### SUPPLIED MATERIAL
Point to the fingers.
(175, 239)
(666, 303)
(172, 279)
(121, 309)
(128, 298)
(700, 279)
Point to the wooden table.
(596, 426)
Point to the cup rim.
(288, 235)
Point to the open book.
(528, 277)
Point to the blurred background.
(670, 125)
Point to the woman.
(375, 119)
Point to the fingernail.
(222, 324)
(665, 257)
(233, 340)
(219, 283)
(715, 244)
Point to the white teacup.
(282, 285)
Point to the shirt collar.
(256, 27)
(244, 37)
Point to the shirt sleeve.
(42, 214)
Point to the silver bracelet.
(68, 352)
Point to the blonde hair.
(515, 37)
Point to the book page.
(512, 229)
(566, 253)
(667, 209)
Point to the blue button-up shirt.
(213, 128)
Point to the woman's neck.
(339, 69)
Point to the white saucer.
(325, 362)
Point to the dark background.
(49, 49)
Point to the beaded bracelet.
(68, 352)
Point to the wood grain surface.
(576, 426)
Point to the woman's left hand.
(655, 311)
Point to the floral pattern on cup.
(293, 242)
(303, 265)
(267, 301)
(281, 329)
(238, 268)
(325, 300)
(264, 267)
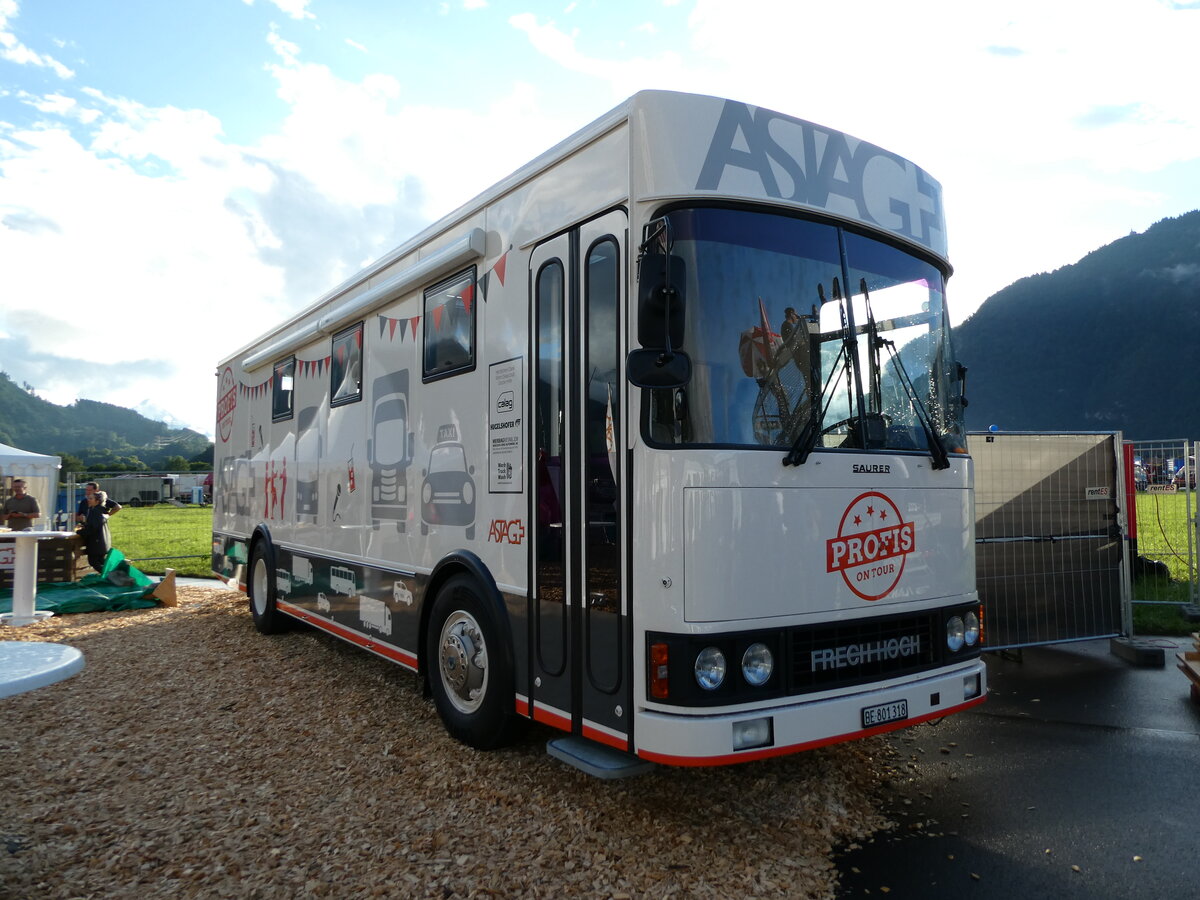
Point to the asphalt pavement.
(1078, 778)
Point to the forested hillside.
(1111, 342)
(101, 436)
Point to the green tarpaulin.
(119, 586)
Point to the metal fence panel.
(1049, 537)
(1163, 522)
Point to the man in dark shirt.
(21, 509)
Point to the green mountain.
(101, 435)
(1109, 343)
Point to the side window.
(346, 366)
(450, 325)
(282, 385)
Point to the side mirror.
(660, 303)
(658, 369)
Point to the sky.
(177, 177)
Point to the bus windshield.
(805, 331)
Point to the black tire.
(261, 588)
(469, 676)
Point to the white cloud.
(623, 76)
(143, 228)
(13, 51)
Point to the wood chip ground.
(193, 757)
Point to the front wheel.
(469, 678)
(268, 618)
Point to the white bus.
(663, 433)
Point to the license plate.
(885, 713)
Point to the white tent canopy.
(41, 474)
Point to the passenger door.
(580, 616)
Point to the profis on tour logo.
(871, 546)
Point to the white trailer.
(138, 490)
(675, 413)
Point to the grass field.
(156, 538)
(1163, 525)
(181, 538)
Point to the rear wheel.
(268, 619)
(469, 678)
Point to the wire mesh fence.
(1163, 522)
(1049, 544)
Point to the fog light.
(711, 669)
(757, 664)
(955, 634)
(972, 687)
(753, 732)
(972, 629)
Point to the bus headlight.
(972, 629)
(955, 634)
(757, 664)
(711, 669)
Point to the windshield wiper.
(807, 439)
(936, 450)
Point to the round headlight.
(972, 629)
(757, 664)
(711, 669)
(955, 634)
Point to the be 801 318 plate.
(894, 712)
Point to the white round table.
(28, 665)
(24, 575)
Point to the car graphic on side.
(448, 493)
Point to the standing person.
(111, 507)
(791, 319)
(96, 539)
(21, 509)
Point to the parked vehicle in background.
(1186, 475)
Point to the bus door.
(580, 623)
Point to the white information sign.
(505, 427)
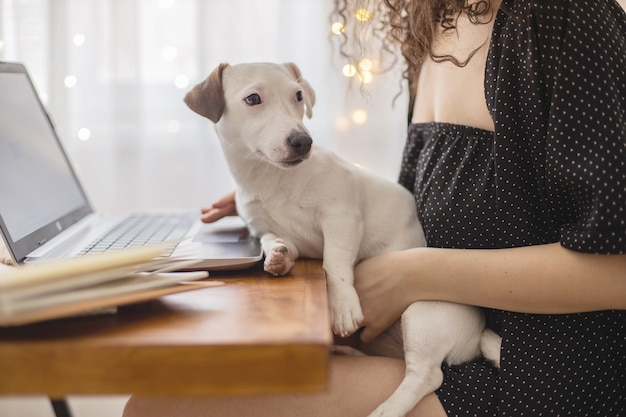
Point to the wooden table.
(254, 334)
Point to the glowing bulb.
(169, 53)
(337, 28)
(359, 116)
(181, 81)
(84, 134)
(363, 15)
(79, 39)
(70, 81)
(349, 70)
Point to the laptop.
(44, 210)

### OBJECTIVE
Reproduce the lines verbatim, from the line with "Point to the profis on tour logo." up to and including the final line of the records, and omit the pictures from your answer.

### ANSWER
Point to the profis on tour logo.
(871, 546)
Point to the white trailer.
(138, 490)
(675, 413)
Point to the grass field.
(156, 538)
(1163, 525)
(181, 538)
Point to the rear wheel.
(268, 619)
(469, 678)
Point to the wire mesh fence.
(1163, 522)
(1049, 544)
Point to the fog light.
(711, 669)
(757, 664)
(955, 634)
(972, 687)
(753, 732)
(972, 629)
Point to the bus headlight.
(972, 629)
(955, 634)
(757, 664)
(711, 669)
Point to the windshield wiper.
(807, 439)
(936, 450)
Point to the round headlight.
(972, 629)
(757, 664)
(711, 669)
(955, 634)
Point to the be 801 318 plate.
(894, 712)
Point to the white round table.
(28, 665)
(24, 575)
Point to the car graphic on side.
(448, 493)
Point to the standing person.
(111, 507)
(791, 319)
(96, 539)
(21, 509)
Point to the parked vehicle in background.
(1186, 475)
Point to the bus door.
(580, 623)
Point to the white information sign.
(505, 427)
Point to the wooden table.
(254, 334)
Point to the glowing bulb.
(169, 53)
(337, 28)
(359, 116)
(181, 81)
(84, 134)
(363, 15)
(79, 39)
(70, 81)
(349, 70)
Point to the laptop.
(44, 210)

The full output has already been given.